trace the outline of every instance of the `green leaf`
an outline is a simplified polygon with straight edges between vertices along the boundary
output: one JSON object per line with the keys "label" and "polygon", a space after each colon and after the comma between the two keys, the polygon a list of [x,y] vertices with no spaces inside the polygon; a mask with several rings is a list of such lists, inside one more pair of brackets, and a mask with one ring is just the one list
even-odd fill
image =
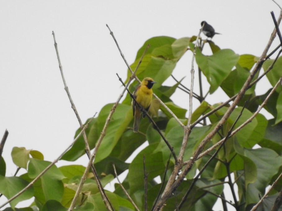
{"label": "green leaf", "polygon": [[75,191],[67,187],[65,187],[64,194],[61,201],[62,205],[64,207],[69,207],[75,195]]}
{"label": "green leaf", "polygon": [[187,51],[191,38],[184,37],[175,40],[171,44],[174,57],[179,59]]}
{"label": "green leaf", "polygon": [[[87,119],[86,123],[88,122],[89,120],[89,119]],[[97,132],[97,125],[96,123],[97,120],[97,118],[93,119],[85,131],[90,149],[94,148],[95,144],[98,139],[98,136],[99,135],[99,133]],[[81,129],[80,128],[76,130],[75,136],[75,138],[76,137],[80,131]],[[65,153],[61,159],[69,161],[75,160],[85,154],[85,144],[84,144],[83,136],[82,135],[75,142],[71,148]]]}
{"label": "green leaf", "polygon": [[255,164],[257,172],[256,179],[254,182],[248,183],[248,181],[254,180],[253,172],[248,168],[249,166],[245,169],[247,170],[245,172],[245,185],[246,204],[256,203],[259,199],[258,193],[264,192],[265,187],[277,173],[282,163],[282,158],[274,151],[266,148],[253,150],[242,148],[238,152]]}
{"label": "green leaf", "polygon": [[210,108],[210,106],[207,102],[205,101],[202,102],[200,106],[192,114],[191,123],[195,122]]}
{"label": "green leaf", "polygon": [[[272,89],[270,89],[265,94],[258,96],[257,103],[261,105],[271,91]],[[279,94],[275,92],[271,95],[269,98],[266,104],[264,107],[267,111],[271,114],[275,118],[277,116],[277,111],[276,109],[277,100],[278,99]],[[274,124],[274,123],[273,123]]]}
{"label": "green leaf", "polygon": [[[230,72],[221,85],[221,87],[230,97],[240,91],[250,74],[248,71],[239,65],[236,65],[236,69]],[[255,87],[255,86],[253,86],[246,91],[245,94],[253,93]]]}
{"label": "green leaf", "polygon": [[195,56],[199,67],[211,85],[211,94],[226,78],[239,58],[239,55],[230,49],[219,51],[210,56],[203,55],[197,48]]}
{"label": "green leaf", "polygon": [[240,55],[238,64],[241,67],[249,70],[257,61],[257,57],[253,55],[243,54]]}
{"label": "green leaf", "polygon": [[171,45],[176,39],[175,38],[166,36],[155,37],[150,38],[145,42],[143,46],[138,50],[135,60],[140,59],[148,44],[150,45],[150,47],[147,50],[146,54],[150,54],[155,48],[158,47],[166,45]]}
{"label": "green leaf", "polygon": [[275,119],[268,120],[264,137],[259,144],[262,147],[269,148],[279,155],[282,153],[282,123],[274,125]]}
{"label": "green leaf", "polygon": [[[8,177],[0,175],[0,193],[8,199],[16,195],[28,184],[27,181],[17,177]],[[10,202],[10,204],[13,209],[20,202],[30,199],[33,196],[33,189],[30,187]]]}
{"label": "green leaf", "polygon": [[[152,78],[157,82],[154,85],[154,87],[157,88],[171,74],[177,61],[175,59],[167,59],[159,56],[157,57],[152,54],[147,54],[143,57],[136,74],[141,80],[146,77]],[[135,70],[139,62],[139,60],[135,61],[130,65],[131,69]],[[125,83],[127,82],[131,75],[129,70],[127,79]],[[136,86],[137,83],[135,82],[133,85]]]}
{"label": "green leaf", "polygon": [[0,159],[0,175],[5,177],[6,173],[6,163],[2,157]]}
{"label": "green leaf", "polygon": [[275,124],[282,122],[282,92],[280,92],[278,95],[276,103],[276,110],[277,117],[275,120]]}
{"label": "green leaf", "polygon": [[[102,131],[112,105],[104,107],[100,112],[97,122],[98,131]],[[131,106],[124,104],[118,105],[112,116],[106,136],[97,152],[94,163],[102,160],[111,154],[133,118]],[[101,130],[99,129],[100,128]]]}
{"label": "green leaf", "polygon": [[42,160],[44,159],[44,156],[43,156],[43,154],[39,151],[31,150],[30,150],[30,155],[34,158]]}
{"label": "green leaf", "polygon": [[220,48],[211,40],[207,40],[212,50],[212,53],[214,54],[220,50]]}
{"label": "green leaf", "polygon": [[[265,72],[273,63],[274,60],[268,59],[262,64],[262,68]],[[282,75],[282,57],[279,57],[273,65],[273,69],[266,74],[266,77],[270,83],[274,87]],[[282,85],[280,84],[275,90],[279,93],[282,91]]]}
{"label": "green leaf", "polygon": [[161,152],[155,152],[158,143],[149,145],[141,151],[130,164],[128,177],[130,186],[130,194],[144,187],[143,155],[145,156],[146,173],[148,174],[148,181],[152,180],[163,173],[165,167]]}
{"label": "green leaf", "polygon": [[[29,176],[35,178],[51,163],[31,158],[28,164]],[[34,196],[43,204],[50,200],[61,201],[64,193],[64,186],[61,180],[64,178],[61,171],[53,165],[40,177],[36,185],[35,184],[35,192],[39,194]]]}
{"label": "green leaf", "polygon": [[55,200],[48,200],[42,208],[42,211],[66,211],[68,209]]}
{"label": "green leaf", "polygon": [[30,150],[27,150],[25,147],[13,147],[11,155],[14,163],[19,167],[26,169],[30,160]]}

+++

**DIRECTIVE:**
Write out every line of the records above without any change, leaving out the pictures.

**EXERCISE RESPONSE:**
trace the outline of every instance of the `green leaf`
an outline is a simplified polygon with straight edges between vertices along the boundary
output: one JSON object per line with the keys "label" and "polygon", a space after each colon and after the comma between the two keys, the polygon a list of [x,y] vertices with no spaces inside the polygon; a mask with several rings is a list of such lists, inside one more pair of brackets, and a mask with one ring is just the one list
even-odd fill
image =
{"label": "green leaf", "polygon": [[75,191],[67,187],[65,187],[64,194],[61,201],[62,205],[64,207],[69,207],[75,195]]}
{"label": "green leaf", "polygon": [[187,51],[191,38],[184,37],[175,40],[171,44],[174,57],[179,59]]}
{"label": "green leaf", "polygon": [[[87,119],[86,123],[88,122],[89,120],[89,119]],[[97,132],[97,125],[96,123],[97,120],[97,118],[93,119],[85,131],[90,149],[94,148],[95,144],[98,139],[98,136],[99,135],[99,133]],[[81,129],[80,128],[76,130],[75,136],[75,138],[76,137],[80,131]],[[65,153],[61,159],[69,161],[75,160],[85,154],[85,144],[84,144],[83,136],[82,135],[75,142],[71,148]]]}
{"label": "green leaf", "polygon": [[255,164],[257,172],[256,179],[254,182],[248,183],[248,181],[254,180],[253,172],[248,168],[249,166],[245,169],[247,170],[245,172],[245,185],[246,204],[256,203],[259,199],[258,193],[264,192],[265,187],[277,173],[282,163],[282,158],[274,151],[266,148],[253,150],[242,148],[238,152]]}
{"label": "green leaf", "polygon": [[210,108],[210,106],[207,102],[205,101],[202,102],[200,106],[192,114],[191,123],[195,122]]}
{"label": "green leaf", "polygon": [[[272,89],[270,89],[265,94],[258,96],[257,103],[261,105],[271,91]],[[279,94],[275,92],[271,95],[269,98],[266,104],[264,107],[267,111],[271,114],[275,118],[277,116],[277,111],[276,109],[277,100],[278,99]],[[274,124],[274,123],[273,123]]]}
{"label": "green leaf", "polygon": [[[230,72],[221,85],[221,87],[230,97],[240,91],[250,74],[248,71],[239,65],[236,65],[236,69]],[[255,87],[255,86],[253,86],[246,91],[245,94],[253,93]]]}
{"label": "green leaf", "polygon": [[195,56],[199,67],[211,85],[211,94],[226,78],[239,58],[239,55],[230,49],[219,51],[210,56],[203,55],[197,48]]}
{"label": "green leaf", "polygon": [[240,55],[238,64],[241,67],[249,70],[257,61],[257,57],[253,55],[243,54]]}
{"label": "green leaf", "polygon": [[171,45],[176,39],[175,38],[166,36],[155,37],[150,38],[145,42],[143,46],[138,50],[135,60],[140,59],[148,44],[150,45],[150,47],[147,50],[146,54],[150,54],[155,48],[158,47],[166,45]]}
{"label": "green leaf", "polygon": [[275,119],[268,120],[264,137],[259,144],[262,147],[269,148],[279,155],[282,153],[282,123],[274,125]]}
{"label": "green leaf", "polygon": [[[8,177],[0,175],[0,193],[8,199],[16,195],[28,184],[27,181],[17,177]],[[10,202],[10,204],[13,209],[20,202],[30,199],[33,196],[33,189],[30,187]]]}
{"label": "green leaf", "polygon": [[[152,78],[157,82],[154,85],[154,87],[157,88],[171,74],[177,61],[175,59],[167,59],[159,56],[157,57],[152,54],[147,54],[143,57],[136,74],[141,80],[146,77]],[[135,70],[139,62],[139,60],[135,61],[130,65],[131,69]],[[125,83],[127,82],[131,75],[129,70],[127,79]],[[136,86],[137,83],[135,82],[133,85]]]}
{"label": "green leaf", "polygon": [[0,159],[0,175],[5,177],[6,173],[6,163],[2,157]]}
{"label": "green leaf", "polygon": [[275,124],[282,122],[282,92],[280,92],[278,95],[276,103],[276,110],[277,117],[275,120]]}
{"label": "green leaf", "polygon": [[[102,131],[112,105],[104,107],[100,112],[97,122],[98,131]],[[131,106],[124,104],[118,105],[112,116],[106,136],[97,152],[94,163],[102,160],[111,154],[133,118]],[[101,130],[99,129],[100,128]]]}
{"label": "green leaf", "polygon": [[42,160],[44,159],[44,156],[43,156],[43,154],[39,151],[31,150],[30,150],[30,155],[34,158]]}
{"label": "green leaf", "polygon": [[220,48],[211,40],[207,40],[212,50],[212,53],[214,54],[220,50]]}
{"label": "green leaf", "polygon": [[[265,72],[273,63],[274,60],[268,59],[262,64],[262,68]],[[282,75],[282,57],[279,57],[273,65],[273,69],[266,74],[266,77],[270,83],[274,87]],[[282,85],[280,84],[275,90],[279,93],[282,91]]]}
{"label": "green leaf", "polygon": [[161,152],[155,152],[158,143],[149,145],[141,151],[130,164],[128,177],[130,186],[130,194],[144,187],[143,155],[145,156],[146,173],[148,174],[148,181],[152,180],[163,173],[165,167]]}
{"label": "green leaf", "polygon": [[[29,176],[35,178],[51,163],[31,158],[28,164]],[[34,196],[43,204],[50,200],[61,201],[64,193],[64,186],[61,180],[64,178],[61,171],[53,165],[40,177],[36,185],[35,184],[35,192],[39,194]]]}
{"label": "green leaf", "polygon": [[55,200],[48,200],[42,208],[42,211],[66,211],[68,209]]}
{"label": "green leaf", "polygon": [[30,150],[27,150],[25,147],[13,147],[11,155],[14,163],[19,167],[26,169],[30,160]]}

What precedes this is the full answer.